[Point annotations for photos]
┏━━
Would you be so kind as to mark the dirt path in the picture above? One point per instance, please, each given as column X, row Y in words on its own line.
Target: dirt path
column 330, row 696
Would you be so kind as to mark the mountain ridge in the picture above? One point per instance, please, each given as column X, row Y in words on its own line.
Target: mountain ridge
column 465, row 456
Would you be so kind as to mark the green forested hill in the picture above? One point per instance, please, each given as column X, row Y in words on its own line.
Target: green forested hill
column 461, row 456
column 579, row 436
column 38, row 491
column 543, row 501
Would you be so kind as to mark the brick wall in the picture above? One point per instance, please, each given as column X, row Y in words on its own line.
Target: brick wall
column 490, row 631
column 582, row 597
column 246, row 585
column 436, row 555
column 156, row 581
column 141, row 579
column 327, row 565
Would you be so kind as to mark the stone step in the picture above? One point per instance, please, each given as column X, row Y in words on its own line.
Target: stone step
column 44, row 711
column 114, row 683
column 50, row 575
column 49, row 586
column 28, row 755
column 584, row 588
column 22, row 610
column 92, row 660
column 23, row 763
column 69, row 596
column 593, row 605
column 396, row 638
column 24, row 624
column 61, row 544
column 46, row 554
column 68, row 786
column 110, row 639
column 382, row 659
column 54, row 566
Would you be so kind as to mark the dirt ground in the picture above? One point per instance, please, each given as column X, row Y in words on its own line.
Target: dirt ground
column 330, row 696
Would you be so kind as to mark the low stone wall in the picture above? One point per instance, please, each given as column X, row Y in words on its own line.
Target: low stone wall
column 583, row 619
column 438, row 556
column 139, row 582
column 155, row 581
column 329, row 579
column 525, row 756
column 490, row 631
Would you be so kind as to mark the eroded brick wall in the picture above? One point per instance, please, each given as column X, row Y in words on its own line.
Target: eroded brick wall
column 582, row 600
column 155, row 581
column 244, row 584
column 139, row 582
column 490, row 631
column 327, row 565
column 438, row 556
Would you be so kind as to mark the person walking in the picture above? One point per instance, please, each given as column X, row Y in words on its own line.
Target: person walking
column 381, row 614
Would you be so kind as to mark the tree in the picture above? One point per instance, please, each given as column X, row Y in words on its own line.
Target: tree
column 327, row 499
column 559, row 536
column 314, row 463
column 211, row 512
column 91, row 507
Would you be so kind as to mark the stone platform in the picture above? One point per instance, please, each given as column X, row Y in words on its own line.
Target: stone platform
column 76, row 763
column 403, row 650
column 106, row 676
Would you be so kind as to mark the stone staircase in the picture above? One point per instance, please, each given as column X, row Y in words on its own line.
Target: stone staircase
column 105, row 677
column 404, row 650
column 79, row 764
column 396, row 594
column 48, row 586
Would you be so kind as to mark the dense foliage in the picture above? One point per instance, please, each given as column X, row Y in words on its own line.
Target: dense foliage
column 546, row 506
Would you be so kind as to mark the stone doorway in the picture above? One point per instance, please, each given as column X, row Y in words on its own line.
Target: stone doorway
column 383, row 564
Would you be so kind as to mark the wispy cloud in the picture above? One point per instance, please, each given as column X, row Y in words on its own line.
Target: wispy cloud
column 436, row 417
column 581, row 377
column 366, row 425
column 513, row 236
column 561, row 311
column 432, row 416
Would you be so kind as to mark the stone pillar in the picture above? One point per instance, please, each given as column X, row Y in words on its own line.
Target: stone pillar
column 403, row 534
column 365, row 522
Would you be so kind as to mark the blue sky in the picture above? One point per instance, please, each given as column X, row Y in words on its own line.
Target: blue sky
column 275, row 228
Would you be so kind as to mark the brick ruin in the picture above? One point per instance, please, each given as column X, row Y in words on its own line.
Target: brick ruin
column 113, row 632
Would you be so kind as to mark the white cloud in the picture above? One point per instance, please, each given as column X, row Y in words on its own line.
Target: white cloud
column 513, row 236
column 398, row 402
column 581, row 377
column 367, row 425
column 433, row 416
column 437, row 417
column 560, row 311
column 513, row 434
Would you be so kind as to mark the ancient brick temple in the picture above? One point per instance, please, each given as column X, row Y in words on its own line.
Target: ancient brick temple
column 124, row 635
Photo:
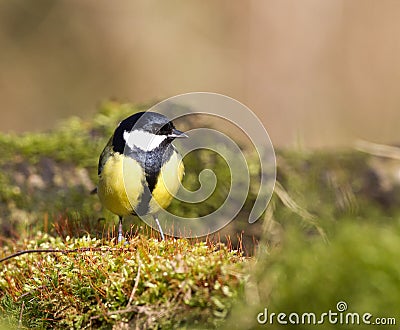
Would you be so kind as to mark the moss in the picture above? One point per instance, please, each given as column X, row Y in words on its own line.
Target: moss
column 171, row 283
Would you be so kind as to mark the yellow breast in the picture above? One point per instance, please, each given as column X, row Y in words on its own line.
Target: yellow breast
column 122, row 181
column 168, row 183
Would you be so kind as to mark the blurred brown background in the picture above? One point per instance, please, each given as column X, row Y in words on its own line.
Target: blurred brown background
column 318, row 73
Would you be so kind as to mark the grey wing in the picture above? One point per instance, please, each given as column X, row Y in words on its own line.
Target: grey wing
column 107, row 152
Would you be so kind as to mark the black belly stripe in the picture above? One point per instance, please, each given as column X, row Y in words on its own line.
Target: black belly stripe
column 151, row 162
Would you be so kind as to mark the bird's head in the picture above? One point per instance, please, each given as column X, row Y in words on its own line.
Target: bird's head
column 145, row 131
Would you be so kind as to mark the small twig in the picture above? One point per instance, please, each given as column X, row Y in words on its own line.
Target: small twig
column 135, row 286
column 20, row 315
column 19, row 253
column 376, row 149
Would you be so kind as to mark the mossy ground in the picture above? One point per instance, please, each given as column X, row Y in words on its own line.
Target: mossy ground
column 331, row 233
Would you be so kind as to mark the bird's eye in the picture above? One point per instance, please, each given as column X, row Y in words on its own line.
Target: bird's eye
column 165, row 130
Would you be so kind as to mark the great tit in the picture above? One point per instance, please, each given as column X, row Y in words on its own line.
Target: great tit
column 139, row 169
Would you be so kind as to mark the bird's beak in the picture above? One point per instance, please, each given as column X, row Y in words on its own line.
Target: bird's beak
column 177, row 134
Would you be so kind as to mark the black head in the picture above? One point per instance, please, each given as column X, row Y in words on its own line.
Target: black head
column 145, row 126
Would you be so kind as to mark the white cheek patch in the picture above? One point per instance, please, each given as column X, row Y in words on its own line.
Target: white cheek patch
column 143, row 140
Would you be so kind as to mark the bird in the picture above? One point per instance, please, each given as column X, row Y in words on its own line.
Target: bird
column 140, row 169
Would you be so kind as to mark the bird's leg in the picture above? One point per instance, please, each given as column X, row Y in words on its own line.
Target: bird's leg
column 159, row 227
column 120, row 230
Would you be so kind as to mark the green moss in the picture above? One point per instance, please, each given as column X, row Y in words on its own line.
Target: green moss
column 171, row 283
column 359, row 266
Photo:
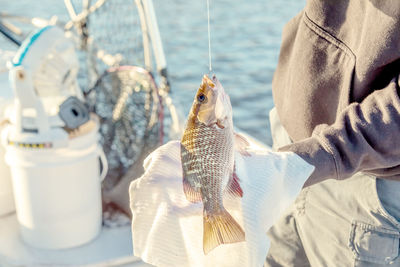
┗━━
_WHAT TO WORK ON_
Reproduce every one of the records above, swapping "Would you be so kind as to mark" for "Could you mark" and keeping everything else the same. Omit the pictures from your answer.

_EXERCISE SOLUTION_
Could you mark the dirt path in the picture above? One point per instance, please, each given as column X, row Y in words on its own line.
Target: dirt path
column 330, row 696
Could you mark the mountain ridge in the picture above? One point per instance, please, each given as column X, row Y in words on its own line.
Target: mountain ridge
column 465, row 456
Could you mark the green forested hill in the picture above? One point per instance, please, each given as column X, row Y in words on its own line.
Target: green forested hill
column 461, row 456
column 579, row 436
column 38, row 491
column 543, row 501
Could you mark the brick wall in the picture above? One point per instance, please, each given as column X, row Y in words on its own line.
Target: brick wall
column 490, row 631
column 582, row 597
column 246, row 585
column 436, row 555
column 156, row 581
column 141, row 579
column 327, row 565
Could you mark the stone step in the picture above? One point per instance, please, each given as column X, row Y in words on its own line.
Target: stone step
column 44, row 711
column 114, row 683
column 50, row 575
column 49, row 586
column 28, row 755
column 584, row 588
column 22, row 610
column 92, row 660
column 23, row 763
column 69, row 596
column 593, row 605
column 396, row 638
column 24, row 624
column 61, row 544
column 46, row 554
column 68, row 786
column 110, row 639
column 382, row 659
column 54, row 566
Could you mark the dirt ground in the picture above? One point per instance, please, each given as column X, row Y in words on its own line.
Target: dirt ground
column 330, row 696
Could you mark the low stone wall in the picture above? One point per instance, please, each given as column X, row Y in words on its own line.
Target: low stone wall
column 583, row 619
column 438, row 556
column 139, row 582
column 155, row 581
column 329, row 579
column 525, row 756
column 490, row 631
Could you mark the eroded brick wall in the picture above? One point per instance, please, each given as column X, row Y in words on its own line.
Target: eroded brick wall
column 582, row 600
column 155, row 581
column 244, row 584
column 139, row 582
column 490, row 631
column 327, row 565
column 438, row 556
Could you mark the person walking in the picture above? One point per instance, please, each given as column X, row Y in words on its own line.
Target: person walking
column 381, row 614
Could you mark the tree in the picture above? One point per instance, please, each given as column X, row Y in words on its own line.
Target: tree
column 327, row 499
column 559, row 536
column 314, row 463
column 211, row 512
column 91, row 507
Could you mark the stone platform in the picture above? One point per instance, please, each given as column X, row Y in words on its own line.
Target: stone platform
column 76, row 763
column 403, row 650
column 106, row 676
Could you mark the stone staircase in the picture above? One point per instance, please, each given as column X, row Y in words on its own line.
Target: stone staircase
column 105, row 677
column 404, row 650
column 79, row 764
column 396, row 594
column 48, row 586
Could you mark the dense foliage in the picture above? One point per instance, please, each given as column X, row Y in words on its own line.
Target: dense foliage
column 546, row 506
Could you mark the stone doorway in the picture above? One point per instance, please, each given as column X, row Y in words on its own line.
Target: stone doorway
column 383, row 564
Could you mark the wispy cloud in the picture above? One point per instance, please, each given as column X, row Y in words on its own line.
Target: wispy cloud
column 436, row 417
column 581, row 377
column 366, row 425
column 513, row 236
column 561, row 311
column 432, row 416
Could you mark the stone pillar in the picture above? One point per instance, please, each given as column X, row Y in words on its own line.
Target: stone pillar
column 403, row 534
column 365, row 522
Could you mark the blue sky in the picture above? One point per instance, please, each given as column X, row Y in words on its own line.
Target: blue sky
column 275, row 228
Could you mark the brick ruin in the picture above? One point per instance, please, each given as column X, row Y in words on its own line.
Target: brick ruin
column 113, row 632
Could you mark the white cloud in the picture above? One point per instance, please, each given as column X, row Y in words on its own line.
Target: white cloud
column 513, row 236
column 398, row 402
column 581, row 377
column 367, row 425
column 433, row 416
column 437, row 417
column 560, row 311
column 513, row 434
Could you mark the ancient brick temple in the picture above? One point per instance, please, each given as column X, row Y in words on its own line.
Target: ancient brick temple
column 124, row 635
Photo:
Could you mark the moss in the picture above? One point per instance, please, each given as column X, row Y in words on its own line.
Target: moss
column 171, row 283
Could you mark the yellow breast in the picture above? One point per instance, please, each given as column X, row Y in words on its own line.
Target: yellow breast
column 122, row 181
column 168, row 183
Could you mark the blurred brown background in the picture above? One point per instance, please, each given as column X, row Y in words on its own line.
Target: blurred brown background
column 318, row 73
Could you mark the grey wing in the picture above? One point per instance, please, each given as column X, row Y in words on its own line.
Target: grey wing
column 107, row 152
Could you mark the black belly stripe in the picture above? One point per instance, please, each given as column X, row Y in words on its own line.
Target: black belly stripe
column 151, row 162
Could you mark the bird's head in the picture above? One point per instance, please, each given as column X, row Y in words on its own line.
Target: bird's head
column 145, row 131
Could you mark the small twig in the picture above? One point per instance, please, each given as column X, row Y in words on its own line.
Target: small twig
column 135, row 286
column 20, row 315
column 19, row 253
column 376, row 149
Could you mark the mossy ground in the picture above? One point per instance, please, each given as column X, row Y in words on its own line.
Target: mossy ground
column 331, row 233
Could you mark the bird's eye in the picture above? One point per instance, please, each given as column X, row Y in words on its own line.
Target: bird's eye
column 165, row 130
Could you mark the great tit in the picture above? One point per instance, please, each given as column X, row Y in words on its own line.
Target: great tit
column 139, row 169
Could you mark the bird's beak in the picture above? One point per instance, please, each given as column X, row Y in words on its own line.
Target: bird's beak
column 177, row 134
Could you mark the black head in the picture above? One point per instance, please, each given as column X, row Y in words on its own line.
Target: black head
column 145, row 126
Could you mark the white cheek patch in the picture above? One point per instance, please, each given as column X, row Y in words on its own line.
Target: white cheek patch
column 143, row 140
Could you mark the bird in the picture above? One point per instance, please, each given as column X, row Y in words on its own line.
Target: bird
column 140, row 169
Could you mark the bird's leg in the picture above? One point per instance, please, each given as column X, row Y in words on its own line.
Target: bird's leg
column 159, row 227
column 120, row 230
Could you mark the green moss in the picture above? One point per instance, please, each given as column X, row Y in words on its own line.
Target: green moss
column 171, row 283
column 359, row 266
Photo:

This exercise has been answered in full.